SELECTED EXCERPT:
Republicans kept a lock on the U.S. House of Representatives in Tuesday's voting, a crucial victory after the party failed to wrest away the presidency from Barack Obama or the Senate from the Democrats.
The GOP led with 233 seats to the Democrats' 194 seats, according to CNN projections, as votes were still being tallied Wednesday. Eight seats were undecided.
The Republicans controlled the House by 242-193 going into the election. There were five vacancies in the 435-seat chamber when voters went to the polls -- three seats that had been held by the Democrats and two by the GOP.
House Speaker John Boehner of Ohio described the result as an opportunity for Republicans and Democrats to work together.
"If there is a mandate, it is a mandate for both parties to find common ground and take steps together to help our economy grow and create jobs, which is critical to solving our debt," Boehner said after Obama's re-election.
The Republican leader underscored the main theme of the anti-tax tea party, the upstart movement that helped the Republicans capture the House in 2010. He also laid down a marker for negotiations about the so-called fiscal cliff.
That's the end-of-the-year deadline that looms before huge spending cuts kick in and tax breaks begin to expire, including the Bush-era tax cuts. The fiscal cliff includes automatic, across-the-board spending cuts set to trigger at the beginning of next year if Capitol Hill fails to work out a deficit-reduction plan.
Such threatened cuts could affect many walks of life, including response to emergencies, air traffic control, security, after-school programs and education grants, according to a recent report mandated by Congress.
"With this vote, the American people have also made clear that there is no mandate for raising tax rates," Boehner said.
Two years ago, the tea party movement helped Republicans seize control of the House. This election, House Republican candidates were still stressing the core issues that the movement pushed in 2010 -- less government and a focus on cutting federal spending and the deficit -- but GOP candidates were "not wearing the tea party label on their sleeves," one senior GOP strategist working on House races said recently..
Democrats, bolstered by polling that shows that many voters blame the tea party for gridlock in Washington, had tried to pin the label on virtually every Republican incumbent and challenger.
Voters gave a heave-ho Tuesday to a significant number of tea party-backed GOP freshmen who had helped their party secure control two years ago. They include Reps. Joe Walsh and Bobby Schilling of Illinois, Ann Marie Buerkle and Nan Hayworth of New York and Francisco Canseco of Texas.

TASK TO COMPLETE: Carry on the report on the Republicans holding the House from the point where it stops. The entries that follow were taken from a separate source.

Excerpts from a dataset:
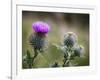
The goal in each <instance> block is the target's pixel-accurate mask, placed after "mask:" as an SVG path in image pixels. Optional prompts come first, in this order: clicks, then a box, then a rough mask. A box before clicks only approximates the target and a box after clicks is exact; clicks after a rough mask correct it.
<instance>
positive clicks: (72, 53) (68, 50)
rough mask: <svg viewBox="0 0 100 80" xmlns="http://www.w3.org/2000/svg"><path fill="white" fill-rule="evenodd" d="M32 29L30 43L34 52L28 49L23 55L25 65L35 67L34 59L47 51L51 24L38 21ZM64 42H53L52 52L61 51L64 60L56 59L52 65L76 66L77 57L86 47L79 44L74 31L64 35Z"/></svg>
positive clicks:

EXERCISE OUTPUT:
House Republicans lost in states that Obama won handily, including four GOP seats in Illinois. At least five Democratic incumbents also lost -- Rep. Ben Chandler of Kentucky, Rep. Larry Kissell of North Carolina, Rep. Leonard Boswell of Iowa, Rep. Kathy Hochul of New York and Rep. Mark Critz of Pennsylvania.
Democratic winners included Rep. John Barrow of Georgia, a moderate Democrat; Rep. Jesse Jackson Jr., who has been receiving treatment for a mood disorder; and Joseph Kennedy III of Massachusetts.
Rep. John Dingell of Michigan, the longest-serving member in the House, won re-election. Other longtime representatives Charles Rangel of New York and John Conyers of Michigan also won. All three are Democrats.
Along with Boehner, prominent Republicans retained their seats, CNN projected.
Rep. Paul Ryan, the GOP vice presidential candidate, was re-elected to his House seat from Wisconsin. Rep. Eric Cantor retained his seat in Virginia. Rep. Michele Bachmann of Minnesota -- who unsuccessfully ran for president in the 2012 election cycle -- was re-elected in a hard-fought race.
Democrats would have needed to pick up 25 Republican seats to regain control.
Democratic leader Nancy Pelosi and other Democrats noted that 58 Republicans represent districts won by Obama in 2008 and pointed to those wins as a template for a successful election night, but shortly after 9 p.m. Tuesday, CNN projected that they would not achieve their goal. Pelosi retained her seat.
With the bulk of this cycle's competitive races concentrated in districts represented by more moderate members of each party, the outcome of this election could mean an even more polarized House in 2013.
A recent study by the Cook Political Report found that the number of swing districts in the nation dropped from 164 to 99 over the last 14 years. That decline has widened the ideological divide between the two parties.
"There's a remarkable reduction in the number of members who have an incentive to compromise," said David Wasserman, who analyzes House races for Cook.
The House will return next week for a lame-duck session until new members take office in January, facing major unfinished business, including how to avoid the fiscal cliff.
House Republicans will hold leadership elections next Wednesday, with Boehner and other top leaders expected to stay in their posts. House Democrats have postponed their leadership elections until after Thanksgiving.
Key House race snapshots
Compiled by Adam Levy and Robert Yoon, CNN Political Research
Arizona 1: Jonathan Paton (R) vs. former Rep. Ann Kirkpatrick (D)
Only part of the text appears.